*EXERCISE INSTRUCTIONS*.
**a)** Decide whether each statement agrees with the artist interview, giving yes or no and quoting the words that settle it: (i) The exhibition's title was proposed by the curator. (ii) Kuwaiti planners designed the first Kuwait Master Plan. (iii) The video installation 100 Soldiers Somersaulting dates from 2020.
**b)** Using the artist interview, answer these questions, one per line:
(i) At which museum is the solo exhibition The View from Above being shown?
(ii) Who designed the first Kuwait Master Plan, and from what vantage point?
(iii) What span of Kuwait's history does the artist's work examine?

*SUPPLIED PASSAGE*.

* begin *

The Kuwaiti artist speaks about the power of image-making and reclaiming colonial historical narratives through research, as well as the potential for art to rewrite the past.
Canvas: Let’s start with your current solo exhibition at Bildmuseet, The View from Above. What does the title signify and how does it illustrate the methodology in your practice?
Aseel AlYaqoub: Anca Rujoiu, the curator, suggested the title. My practice often reappropriates the colonial lens, whether through cartography, urban planning or as a tool to analyse nation-building. Historically, we were mapped from above. The first Kuwait Master Plan was designed from an aeroplane by the British, which translated into bureaucratic and institutional developments in Kuwait. The methodology became a tool for me to re-analyse Kuwait’s colonial history and its impact on institutions.
Your work is looking at Kuwait from the early post-colonial era to the present day. Why this time period in particular? Your video installation, 100 Soldiers Somersaulting (2020), seems especially relevant in this respect.

* end *

*DATA LISTING*.
* begin *

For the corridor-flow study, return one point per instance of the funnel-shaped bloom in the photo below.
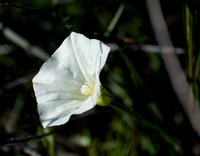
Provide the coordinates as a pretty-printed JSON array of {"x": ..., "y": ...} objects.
[{"x": 68, "y": 82}]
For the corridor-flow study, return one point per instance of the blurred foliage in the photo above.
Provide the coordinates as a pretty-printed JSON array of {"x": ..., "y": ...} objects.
[{"x": 137, "y": 79}]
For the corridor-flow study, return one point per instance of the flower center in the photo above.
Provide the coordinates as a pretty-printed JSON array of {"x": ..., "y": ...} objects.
[{"x": 86, "y": 89}]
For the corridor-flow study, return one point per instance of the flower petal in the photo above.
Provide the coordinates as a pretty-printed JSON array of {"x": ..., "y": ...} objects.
[{"x": 58, "y": 84}]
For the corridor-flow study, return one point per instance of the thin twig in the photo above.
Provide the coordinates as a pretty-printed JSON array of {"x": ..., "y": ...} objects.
[
  {"x": 175, "y": 72},
  {"x": 146, "y": 48}
]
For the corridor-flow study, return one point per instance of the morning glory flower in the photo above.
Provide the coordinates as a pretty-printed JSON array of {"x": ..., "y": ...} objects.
[{"x": 68, "y": 82}]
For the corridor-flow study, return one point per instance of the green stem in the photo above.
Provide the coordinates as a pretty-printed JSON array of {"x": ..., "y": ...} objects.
[{"x": 143, "y": 122}]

* end *

*TASK RESULTS*.
**a)**
(i) Yes: "Anca Rujoiu, the curator, suggested the title."
(ii) No: "The first Kuwait Master Plan was designed from an aeroplane by the British"
(iii) Yes: "100 Soldiers Somersaulting (2020)"

**b)**
(i) Bildmuseet
(ii) The British, from an aeroplane
(iii) From the early post-colonial era to the present day